Short task. Count the lines in the entries below that contain the string "shower", treating case as significant, and reply with that number only.
*** Dataset content ***
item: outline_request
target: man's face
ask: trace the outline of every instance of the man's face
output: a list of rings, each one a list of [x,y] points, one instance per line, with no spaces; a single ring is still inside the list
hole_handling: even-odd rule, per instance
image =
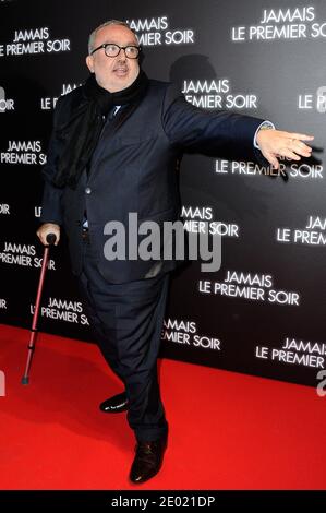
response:
[[[138,46],[134,34],[123,25],[108,25],[100,28],[95,37],[94,48],[104,43]],[[107,57],[104,48],[100,48],[93,56],[87,56],[86,64],[89,71],[95,73],[97,83],[110,93],[129,87],[140,72],[138,59],[128,59],[124,50],[120,50],[117,57]]]

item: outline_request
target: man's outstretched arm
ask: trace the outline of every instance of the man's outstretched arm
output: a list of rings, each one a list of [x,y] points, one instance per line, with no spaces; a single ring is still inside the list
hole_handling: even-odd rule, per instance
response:
[[[202,110],[188,103],[173,85],[167,90],[161,120],[170,142],[183,151],[233,160],[255,158],[256,134],[259,151],[275,168],[279,167],[279,157],[310,157],[312,148],[303,141],[314,139],[275,129],[258,130],[264,120],[252,116]]]

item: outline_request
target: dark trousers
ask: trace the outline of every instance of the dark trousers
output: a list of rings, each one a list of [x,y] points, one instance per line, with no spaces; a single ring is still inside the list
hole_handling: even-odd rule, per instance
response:
[[[169,275],[123,284],[108,283],[96,266],[86,238],[80,286],[99,348],[122,380],[129,399],[128,421],[140,441],[167,434],[157,356]]]

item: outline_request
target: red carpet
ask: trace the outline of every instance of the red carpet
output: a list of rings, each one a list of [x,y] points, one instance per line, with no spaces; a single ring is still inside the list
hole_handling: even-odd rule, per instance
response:
[[[21,385],[27,330],[0,325],[1,489],[325,489],[326,397],[316,391],[164,360],[169,446],[158,476],[132,486],[121,390],[95,345],[41,334]]]

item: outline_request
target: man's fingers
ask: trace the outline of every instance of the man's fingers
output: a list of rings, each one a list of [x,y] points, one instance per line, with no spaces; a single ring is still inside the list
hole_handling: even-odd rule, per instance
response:
[[[297,155],[297,153],[294,153],[291,150],[288,150],[286,147],[282,150],[281,154],[282,154],[283,158],[290,158],[290,160],[301,160],[301,157],[299,155]]]
[[[265,158],[267,158],[267,160],[269,162],[269,164],[271,164],[271,166],[273,166],[275,169],[278,169],[278,168],[279,168],[279,162],[278,162],[278,159],[275,157],[275,155],[273,155],[273,153],[265,152],[263,155],[264,155]]]

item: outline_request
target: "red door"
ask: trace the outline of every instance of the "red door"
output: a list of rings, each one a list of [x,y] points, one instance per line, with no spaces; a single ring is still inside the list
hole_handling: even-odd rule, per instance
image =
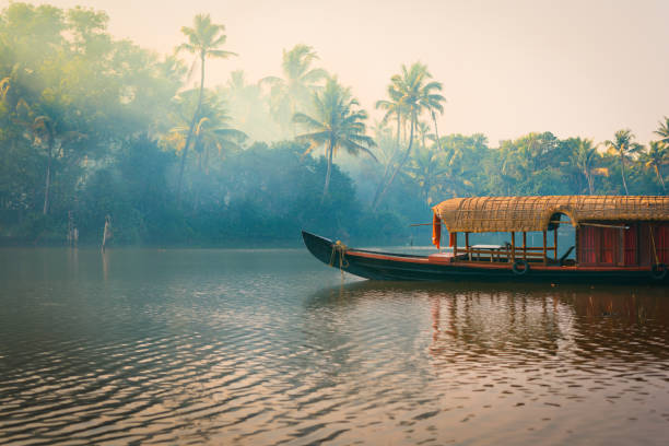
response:
[[[613,227],[601,227],[601,257],[599,265],[617,263],[617,247],[620,243],[620,230]]]
[[[659,263],[669,263],[669,225],[655,226],[655,248]]]
[[[597,263],[598,235],[597,227],[580,226],[578,228],[578,263]]]
[[[630,223],[626,225],[623,235],[623,263],[624,265],[638,265],[638,225],[636,223]]]

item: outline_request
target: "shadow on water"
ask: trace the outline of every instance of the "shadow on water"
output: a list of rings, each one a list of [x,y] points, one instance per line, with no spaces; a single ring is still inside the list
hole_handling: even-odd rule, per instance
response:
[[[326,308],[331,315],[374,306],[388,314],[394,305],[430,313],[435,355],[463,343],[479,353],[533,349],[556,354],[568,348],[586,360],[668,357],[666,342],[655,341],[667,339],[669,327],[669,296],[657,286],[362,281],[319,290],[307,300],[306,310]],[[321,322],[328,327],[331,320]]]

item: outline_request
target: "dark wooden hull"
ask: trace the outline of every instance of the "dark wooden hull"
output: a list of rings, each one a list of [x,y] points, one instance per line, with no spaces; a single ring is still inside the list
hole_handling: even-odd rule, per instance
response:
[[[656,279],[649,267],[561,267],[530,265],[518,274],[508,262],[435,261],[424,256],[376,253],[347,248],[341,251],[332,240],[303,231],[307,249],[320,261],[351,274],[371,280],[394,281],[523,281],[598,282],[667,285],[667,277]]]

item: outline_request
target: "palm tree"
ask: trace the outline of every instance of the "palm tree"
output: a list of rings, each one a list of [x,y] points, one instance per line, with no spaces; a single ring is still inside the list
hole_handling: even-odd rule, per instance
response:
[[[620,157],[621,176],[623,180],[623,187],[625,188],[625,195],[630,195],[627,190],[627,181],[625,180],[625,159],[630,157],[631,154],[636,153],[641,150],[641,145],[632,142],[634,134],[630,129],[618,130],[615,132],[615,139],[613,141],[607,140],[605,144],[609,148],[609,151],[615,153]]]
[[[427,204],[432,203],[431,192],[434,187],[448,177],[448,166],[444,152],[429,149],[425,145],[418,148],[411,157],[408,173],[421,188],[423,199]]]
[[[669,117],[665,116],[665,121],[659,121],[659,127],[655,130],[655,134],[660,137],[660,142],[669,144]]]
[[[336,79],[329,79],[322,93],[314,93],[313,99],[314,116],[296,113],[293,121],[312,130],[297,137],[297,140],[310,144],[305,154],[325,146],[328,169],[322,188],[322,202],[328,193],[332,157],[337,154],[337,150],[343,148],[352,155],[364,152],[376,160],[374,153],[369,151],[376,144],[365,134],[364,121],[367,119],[367,114],[357,109],[357,99],[351,97],[350,90],[341,86]]]
[[[184,144],[184,153],[181,154],[181,165],[179,167],[179,179],[177,184],[177,202],[181,201],[181,180],[184,179],[184,167],[186,166],[186,156],[188,155],[188,148],[190,146],[190,140],[193,136],[196,124],[199,120],[200,107],[202,105],[202,94],[204,92],[204,61],[208,57],[215,57],[226,59],[236,54],[231,51],[224,51],[220,47],[225,44],[227,36],[223,34],[225,32],[224,25],[218,25],[211,23],[209,14],[198,14],[193,19],[193,26],[183,26],[181,33],[188,37],[188,43],[181,44],[177,47],[177,52],[188,51],[196,55],[195,63],[200,63],[200,94],[198,96],[198,106],[192,115],[190,126],[188,127],[188,134]]]
[[[46,172],[46,184],[44,187],[44,207],[42,213],[44,215],[49,211],[49,190],[51,187],[51,160],[54,154],[54,143],[56,142],[56,125],[48,116],[37,116],[33,121],[33,133],[35,139],[39,141],[46,141],[47,143],[47,172]]]
[[[192,108],[196,106],[195,92],[189,91],[178,97],[178,111],[171,116],[175,124],[169,129],[165,140],[177,151],[186,148],[189,131],[189,120]],[[198,98],[199,101],[199,98]],[[213,93],[207,92],[200,103],[200,119],[192,130],[193,150],[198,155],[198,167],[209,174],[209,154],[216,149],[222,154],[227,149],[239,150],[240,143],[247,139],[246,133],[230,127],[232,118],[225,110],[223,102]]]
[[[290,51],[283,50],[281,71],[284,79],[267,77],[260,83],[270,85],[270,109],[274,118],[284,125],[292,122],[300,105],[310,103],[312,95],[328,73],[320,68],[312,68],[318,55],[308,45],[295,45]],[[285,119],[287,118],[287,119]],[[295,128],[293,127],[293,134]]]
[[[597,146],[592,145],[592,140],[590,139],[576,138],[574,142],[576,145],[572,154],[572,162],[585,176],[586,183],[588,184],[588,190],[590,195],[592,195],[592,174],[590,171],[592,169],[594,161],[598,157]]]
[[[657,179],[659,179],[660,185],[662,185],[662,190],[667,193],[665,179],[659,172],[660,166],[669,164],[669,150],[667,150],[667,145],[660,141],[650,141],[648,152],[645,155],[646,167],[653,167],[655,175],[657,175]]]
[[[397,165],[390,179],[387,183],[379,185],[380,192],[377,192],[373,209],[380,203],[384,196],[388,191],[388,188],[395,180],[398,172],[403,167],[411,155],[411,149],[413,146],[413,133],[419,116],[430,110],[443,110],[441,104],[446,99],[438,93],[442,91],[442,83],[436,81],[430,81],[432,74],[427,71],[427,67],[416,62],[407,69],[407,66],[402,64],[401,74],[395,74],[390,78],[390,86],[388,87],[388,95],[391,101],[401,104],[407,109],[410,119],[410,134],[409,144],[404,155]],[[442,108],[439,108],[442,107]],[[436,122],[436,121],[435,121]]]

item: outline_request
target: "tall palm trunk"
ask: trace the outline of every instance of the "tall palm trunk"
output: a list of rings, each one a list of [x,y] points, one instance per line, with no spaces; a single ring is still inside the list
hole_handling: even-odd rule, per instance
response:
[[[47,162],[46,185],[44,187],[44,209],[43,215],[49,212],[49,189],[51,188],[51,153],[54,151],[54,138],[49,138],[49,161]]]
[[[592,175],[590,175],[587,168],[584,169],[583,173],[585,174],[586,183],[588,184],[588,190],[590,191],[590,195],[592,195]]]
[[[657,178],[660,180],[660,184],[662,185],[662,190],[665,191],[665,193],[667,193],[667,188],[665,187],[665,180],[662,179],[662,176],[659,173],[659,168],[657,167],[657,164],[653,164],[653,167],[655,167],[655,175],[657,175]]]
[[[320,197],[320,203],[325,201],[326,196],[328,195],[328,188],[330,187],[330,173],[332,171],[332,140],[328,141],[328,146],[326,148],[327,156],[328,156],[328,171],[326,172],[326,184],[322,188],[322,197]]]
[[[401,129],[401,114],[399,110],[397,110],[397,149],[400,148],[400,129]],[[392,157],[390,157],[390,160],[388,160],[388,163],[386,164],[386,168],[384,169],[384,176],[382,177],[380,183],[378,184],[378,187],[376,188],[376,192],[374,193],[374,199],[372,200],[372,207],[375,208],[375,203],[378,200],[378,196],[380,195],[380,192],[384,190],[384,185],[387,181],[388,178],[388,174],[390,174],[390,167],[392,166]]]
[[[200,94],[198,96],[198,106],[196,107],[195,114],[192,115],[192,120],[190,121],[190,127],[188,127],[188,136],[186,137],[186,144],[184,145],[184,154],[181,155],[181,165],[179,167],[179,181],[177,183],[177,206],[181,206],[181,181],[184,180],[184,169],[186,167],[186,156],[188,155],[188,148],[190,146],[190,140],[192,139],[195,125],[198,120],[198,115],[200,115],[200,107],[202,106],[202,94],[204,93],[204,56],[202,52],[200,55]]]
[[[432,113],[432,121],[434,122],[434,134],[436,136],[437,148],[439,148],[439,152],[441,152],[442,151],[442,141],[439,140],[439,130],[436,127],[436,116],[434,114],[434,110],[430,110],[430,113]]]
[[[415,121],[416,121],[416,116],[414,116],[414,114],[412,114],[412,116],[411,116],[411,132],[409,134],[409,146],[407,148],[407,152],[404,152],[404,156],[402,157],[402,161],[399,163],[399,165],[397,166],[397,168],[392,173],[392,176],[390,177],[388,183],[386,183],[386,186],[384,187],[384,190],[379,195],[378,199],[376,200],[376,202],[374,203],[372,209],[376,209],[378,207],[378,204],[382,202],[382,200],[386,196],[386,192],[388,191],[388,188],[390,187],[390,185],[395,180],[395,177],[397,176],[397,173],[401,171],[401,168],[407,163],[407,160],[409,160],[409,155],[411,154],[411,148],[413,146],[413,129],[415,127]]]
[[[625,157],[622,152],[620,153],[620,174],[623,178],[623,187],[625,188],[625,195],[630,195],[630,191],[627,190],[627,181],[625,181]]]

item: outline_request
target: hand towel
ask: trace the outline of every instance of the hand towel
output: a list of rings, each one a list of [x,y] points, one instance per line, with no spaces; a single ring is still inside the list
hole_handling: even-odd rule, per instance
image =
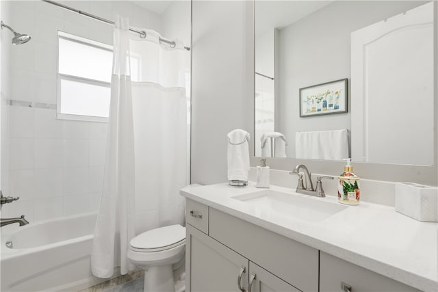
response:
[[[348,131],[297,132],[295,134],[296,158],[342,160],[348,154]]]
[[[271,157],[271,139],[275,140],[274,144],[274,157],[286,157],[286,146],[287,145],[287,141],[285,138],[285,135],[280,132],[267,132],[263,133],[261,138],[261,157]]]
[[[248,181],[249,174],[249,133],[236,129],[227,135],[228,138],[228,180]]]

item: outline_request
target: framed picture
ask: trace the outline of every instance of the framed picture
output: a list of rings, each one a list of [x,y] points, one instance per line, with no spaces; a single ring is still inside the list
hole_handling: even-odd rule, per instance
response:
[[[347,78],[300,88],[300,116],[346,113]]]

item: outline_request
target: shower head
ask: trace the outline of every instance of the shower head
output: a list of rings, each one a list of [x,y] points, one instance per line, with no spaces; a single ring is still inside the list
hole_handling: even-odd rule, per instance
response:
[[[3,21],[0,23],[0,26],[1,27],[1,29],[3,29],[3,27],[6,27],[7,29],[12,31],[12,34],[14,34],[14,38],[12,38],[12,44],[24,44],[25,42],[29,42],[31,38],[30,36],[28,36],[27,34],[18,34],[18,32],[12,29],[11,27],[4,24]]]

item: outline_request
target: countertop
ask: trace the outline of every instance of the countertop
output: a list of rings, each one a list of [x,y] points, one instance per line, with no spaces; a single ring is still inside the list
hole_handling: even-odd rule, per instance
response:
[[[181,194],[407,285],[438,291],[438,224],[421,222],[394,207],[363,202],[309,222],[274,211],[260,212],[231,198],[263,189],[252,182],[243,187],[221,183],[189,185]],[[276,186],[270,189],[339,204],[336,197],[313,197]]]

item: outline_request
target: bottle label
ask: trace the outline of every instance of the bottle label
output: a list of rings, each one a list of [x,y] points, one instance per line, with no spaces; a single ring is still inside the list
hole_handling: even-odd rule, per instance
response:
[[[337,199],[343,204],[359,204],[361,200],[361,191],[358,179],[340,176],[337,188]]]

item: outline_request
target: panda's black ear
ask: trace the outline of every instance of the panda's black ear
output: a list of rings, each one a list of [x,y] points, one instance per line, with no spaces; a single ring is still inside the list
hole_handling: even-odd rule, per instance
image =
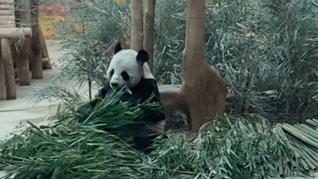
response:
[[[149,60],[149,55],[146,50],[141,50],[138,52],[136,58],[138,63],[141,65],[144,65],[145,62],[147,62],[148,60]]]
[[[117,52],[122,50],[122,49],[123,48],[121,47],[121,44],[120,43],[120,42],[118,42],[118,43],[116,45],[116,46],[115,47],[115,51],[114,51],[114,53],[116,54],[116,53],[117,53]]]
***
Problem solution. 2